> [Instruction]: Write out these lines again, swapping "bowl rim" for "plate edge" and keeping everything else the same. Omit the picture.

━━━━━━━━

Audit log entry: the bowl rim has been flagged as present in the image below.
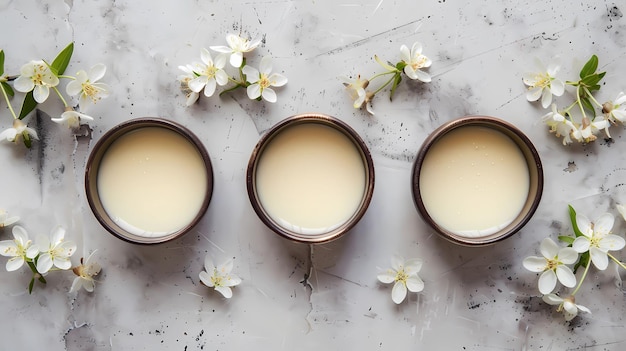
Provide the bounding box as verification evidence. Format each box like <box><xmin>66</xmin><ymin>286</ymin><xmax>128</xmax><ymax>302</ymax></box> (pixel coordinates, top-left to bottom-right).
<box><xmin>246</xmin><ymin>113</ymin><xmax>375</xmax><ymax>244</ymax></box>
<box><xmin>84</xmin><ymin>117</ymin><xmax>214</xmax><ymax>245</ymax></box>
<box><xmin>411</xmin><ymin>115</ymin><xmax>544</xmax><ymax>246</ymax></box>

━━━━━━━━

> [Response for this exercise]:
Audit log entry: the plate edge has been flagged as present in the image below.
Provide the bounding box as verification evidence. Format each box like <box><xmin>66</xmin><ymin>286</ymin><xmax>128</xmax><ymax>302</ymax></box> (pixel coordinates, top-left to bottom-right).
<box><xmin>246</xmin><ymin>113</ymin><xmax>375</xmax><ymax>244</ymax></box>
<box><xmin>84</xmin><ymin>117</ymin><xmax>214</xmax><ymax>245</ymax></box>
<box><xmin>411</xmin><ymin>115</ymin><xmax>544</xmax><ymax>246</ymax></box>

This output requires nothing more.